→ **REQUIRED WORK**
Every line below that mentions the word "positive" should be copied out.

→ **GIVEN INFORMATION**
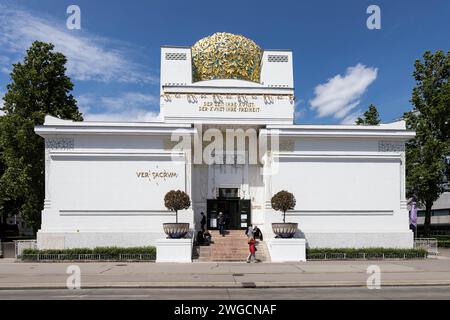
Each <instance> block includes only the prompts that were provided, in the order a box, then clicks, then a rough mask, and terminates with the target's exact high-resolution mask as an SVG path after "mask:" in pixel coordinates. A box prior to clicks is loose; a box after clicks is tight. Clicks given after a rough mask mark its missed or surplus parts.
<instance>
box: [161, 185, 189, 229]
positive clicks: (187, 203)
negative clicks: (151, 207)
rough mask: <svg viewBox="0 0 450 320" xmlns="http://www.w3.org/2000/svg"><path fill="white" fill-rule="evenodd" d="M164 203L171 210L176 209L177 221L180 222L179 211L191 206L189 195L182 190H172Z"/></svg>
mask: <svg viewBox="0 0 450 320" xmlns="http://www.w3.org/2000/svg"><path fill="white" fill-rule="evenodd" d="M164 205H165V206H166V208H167V209H169V210H170V211H175V215H176V219H177V220H176V222H177V223H178V211H179V210H187V209H189V207H190V206H191V200H190V198H189V195H188V194H187V193H186V192H184V191H181V190H176V191H175V190H172V191H169V192H167V193H166V195H165V196H164Z"/></svg>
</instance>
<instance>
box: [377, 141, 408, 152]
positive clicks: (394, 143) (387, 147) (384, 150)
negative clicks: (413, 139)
mask: <svg viewBox="0 0 450 320" xmlns="http://www.w3.org/2000/svg"><path fill="white" fill-rule="evenodd" d="M378 151H379V152H403V151H405V144H404V143H403V142H396V141H378Z"/></svg>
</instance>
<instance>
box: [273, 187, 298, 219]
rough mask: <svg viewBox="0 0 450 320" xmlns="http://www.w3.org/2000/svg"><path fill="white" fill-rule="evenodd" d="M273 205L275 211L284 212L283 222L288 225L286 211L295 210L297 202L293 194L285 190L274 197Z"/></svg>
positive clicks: (276, 194) (275, 195)
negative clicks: (287, 224) (294, 208)
mask: <svg viewBox="0 0 450 320" xmlns="http://www.w3.org/2000/svg"><path fill="white" fill-rule="evenodd" d="M271 204H272V208H273V209H274V210H276V211H281V212H283V222H284V223H286V211H288V210H293V209H294V208H295V204H296V200H295V197H294V195H293V194H292V193H290V192H288V191H285V190H283V191H280V192H278V193H277V194H275V195H274V196H273V197H272V199H271Z"/></svg>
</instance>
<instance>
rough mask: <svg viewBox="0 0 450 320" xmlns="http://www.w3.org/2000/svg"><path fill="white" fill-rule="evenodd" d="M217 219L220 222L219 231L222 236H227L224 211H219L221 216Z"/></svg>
mask: <svg viewBox="0 0 450 320" xmlns="http://www.w3.org/2000/svg"><path fill="white" fill-rule="evenodd" d="M217 220H218V221H217V223H218V224H219V233H220V234H221V235H222V237H225V216H224V215H223V213H222V212H219V218H218V219H217Z"/></svg>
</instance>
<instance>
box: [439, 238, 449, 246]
mask: <svg viewBox="0 0 450 320" xmlns="http://www.w3.org/2000/svg"><path fill="white" fill-rule="evenodd" d="M438 248H450V240H438Z"/></svg>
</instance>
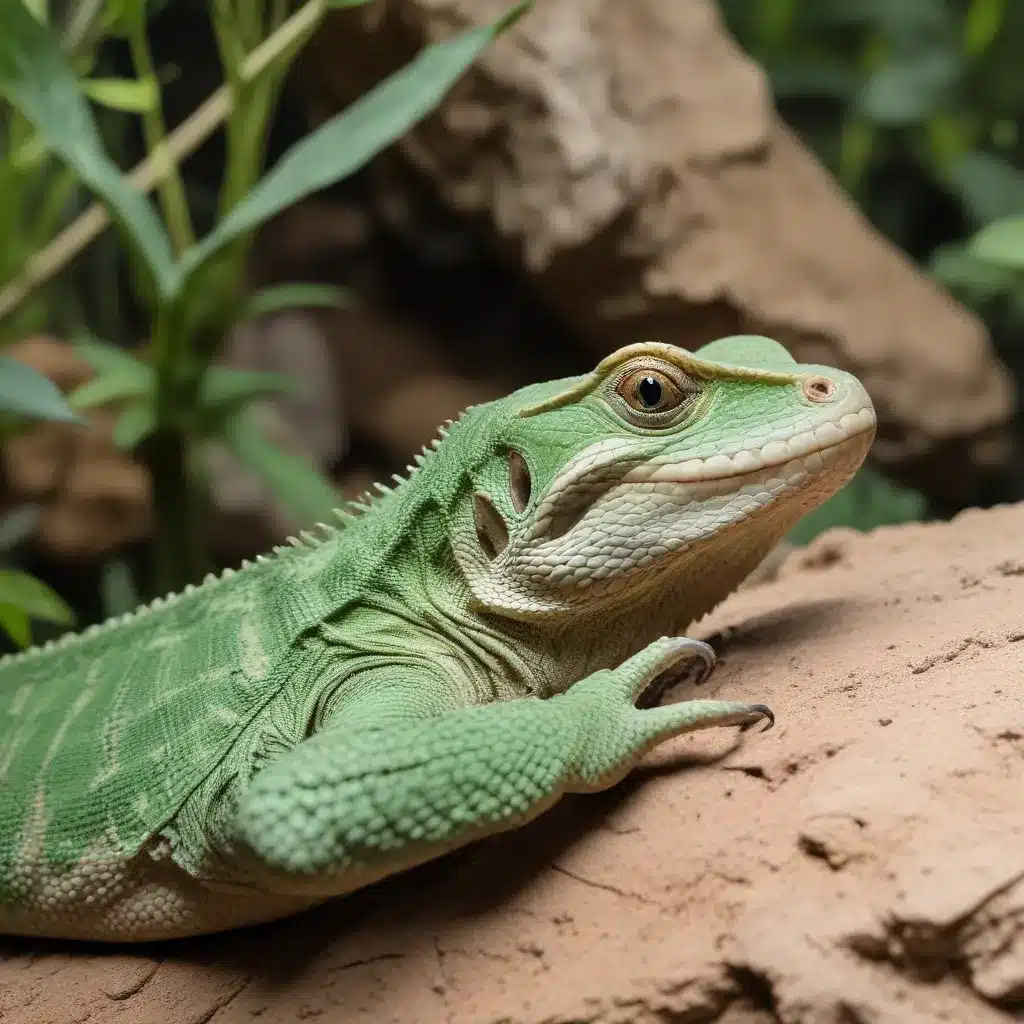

→ **EXERCISE RESPONSE**
positive clicks: (187, 203)
positive clicks: (394, 143) (387, 147) (384, 150)
positive clicks: (276, 194) (275, 195)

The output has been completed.